[Object location annotation data]
※ ※ ※

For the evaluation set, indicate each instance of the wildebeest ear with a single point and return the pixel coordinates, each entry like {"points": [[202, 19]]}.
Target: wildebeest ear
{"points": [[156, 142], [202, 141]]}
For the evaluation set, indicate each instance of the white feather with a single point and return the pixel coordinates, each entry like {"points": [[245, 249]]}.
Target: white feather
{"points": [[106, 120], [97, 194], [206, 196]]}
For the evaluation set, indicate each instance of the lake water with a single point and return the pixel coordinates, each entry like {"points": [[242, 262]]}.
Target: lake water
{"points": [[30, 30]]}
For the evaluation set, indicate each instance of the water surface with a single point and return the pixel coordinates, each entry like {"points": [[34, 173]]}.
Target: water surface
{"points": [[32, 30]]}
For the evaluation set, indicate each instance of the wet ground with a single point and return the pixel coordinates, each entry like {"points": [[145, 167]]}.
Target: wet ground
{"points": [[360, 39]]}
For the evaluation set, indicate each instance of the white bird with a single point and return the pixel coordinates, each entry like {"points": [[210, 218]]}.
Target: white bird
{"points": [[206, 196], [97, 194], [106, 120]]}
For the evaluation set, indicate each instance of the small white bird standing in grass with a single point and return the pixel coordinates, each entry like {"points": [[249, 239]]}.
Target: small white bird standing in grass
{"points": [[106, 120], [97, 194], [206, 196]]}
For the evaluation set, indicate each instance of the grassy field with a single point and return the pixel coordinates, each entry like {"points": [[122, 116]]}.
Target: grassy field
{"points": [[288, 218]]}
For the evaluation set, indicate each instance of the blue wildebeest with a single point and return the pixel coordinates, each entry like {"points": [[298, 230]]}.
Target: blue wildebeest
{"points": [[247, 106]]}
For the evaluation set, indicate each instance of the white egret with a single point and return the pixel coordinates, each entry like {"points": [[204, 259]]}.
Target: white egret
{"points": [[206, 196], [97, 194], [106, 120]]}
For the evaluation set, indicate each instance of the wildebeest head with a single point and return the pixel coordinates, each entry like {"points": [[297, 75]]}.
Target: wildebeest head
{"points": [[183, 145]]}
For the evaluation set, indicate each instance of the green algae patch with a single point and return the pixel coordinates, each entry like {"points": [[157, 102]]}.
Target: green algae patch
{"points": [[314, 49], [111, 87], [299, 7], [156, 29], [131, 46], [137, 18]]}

※ ※ ※

*YOUR OBJECTIVE*: Nothing outside the span should appear: transcribe the lines from the one containing "the wildebeest head" through the last line of the records.

*SOLUTION FOR THIS PROBLEM*:
For the evaluation set, indicate each instance of the wildebeest head with a single point and return the pixel coordinates, each entry like {"points": [[297, 75]]}.
Target: wildebeest head
{"points": [[183, 145]]}
For the evaluation set, indicate each instance of the green algae patch with a single point and return the pixel coordinates, each entry like {"points": [[157, 102]]}.
Target: green algae patch
{"points": [[314, 49], [111, 87], [299, 7], [156, 29], [131, 46], [137, 18]]}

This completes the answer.